(Text shown)
--*--

A Golden Christmas is a 2009 Christmas romance movie starring Andrea Roth and Nicholas Brendon. The television movie premiered on December 13, 2009 as Ion Television's first original television movie. Plot: "A woman visits her parents for Christmas. Hearing that they've "sold" the house, she wants to buy it. At 9 she had a BFF in the woods nearby named Han Solo. She and the buyer are single, divorced and have a child each. Is he her Han?"

Cast
 Andrea Roth as Jessica
 Nicholas Brendon as Michael
 Bruce Davison as Rod, Jessica's father
 Alley Mills as Katherine, Jessica's mother
 Elisa Donovan as Anna, Jessica's sister
 Jason London as Mitch
Daniel Zykov as Henry, Jessica's son
Melody Hollis as Madeline, Michael's daughter
Robert Seay as Chet, the realtor

Series continuation
Two quasi-sequels were made:
3 Holiday Tails, a.k.a. A Golden Christmas 2: The Second Tail, a 2011 direct-to-DVD film, saw a young post-college couple reuniting due to "interference" by several golden retrievers, and a sub-plot having two pre-teens becoming good friends. Only Mills and Davison reprised their roles.

--*--

(Material supplied)
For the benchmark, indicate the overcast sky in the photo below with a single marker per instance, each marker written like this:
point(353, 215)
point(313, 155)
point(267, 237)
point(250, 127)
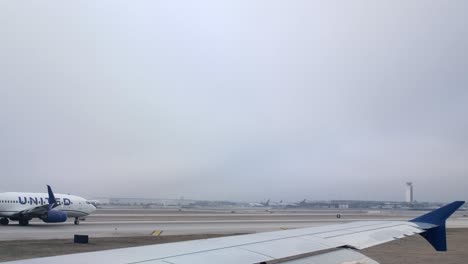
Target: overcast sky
point(241, 100)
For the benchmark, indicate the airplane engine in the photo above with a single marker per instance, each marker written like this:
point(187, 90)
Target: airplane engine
point(55, 216)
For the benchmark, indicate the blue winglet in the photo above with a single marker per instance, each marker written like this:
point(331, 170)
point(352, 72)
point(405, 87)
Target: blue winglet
point(437, 234)
point(52, 200)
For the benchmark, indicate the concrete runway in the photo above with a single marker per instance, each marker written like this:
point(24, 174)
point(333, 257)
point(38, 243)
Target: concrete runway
point(125, 223)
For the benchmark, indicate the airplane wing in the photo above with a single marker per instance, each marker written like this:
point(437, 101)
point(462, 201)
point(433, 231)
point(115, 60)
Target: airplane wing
point(325, 245)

--*--

(Work to do)
**A)** Reproduce the part of the page on A Golden Christmas that opens with the words containing "Series continuation" and closes with "reprised their roles.", substituting "beagles" for "golden retrievers".
**B)** For each statement, say whether the page on A Golden Christmas supports it, answering yes or no and quoting the deciding words: (i) the movie premiered on December 13, 2009; (ii) Elisa Donovan plays Jessica's mother; (iii) 3 Holiday Tails was a theatrical release.
The records have nothing to do with what is asked here.

(The solutions)
**A)**
Series continuation
Two quasi-sequels were made:
3 Holiday Tails, a.k.a. A Golden Christmas 2: The Second Tail, a 2011 direct-to-DVD film, saw a young post-college couple reuniting due to "interference" by several beagles, and a sub-plot having two pre-teens becoming good friends. Only Mills and Davison reprised their roles.

**B)**
(i) Yes: "premiered on December 13, 2009"
(ii) No: "Alley Mills as Katherine, Jessica's mother"
(iii) No: "a 2011 direct-to-DVD film"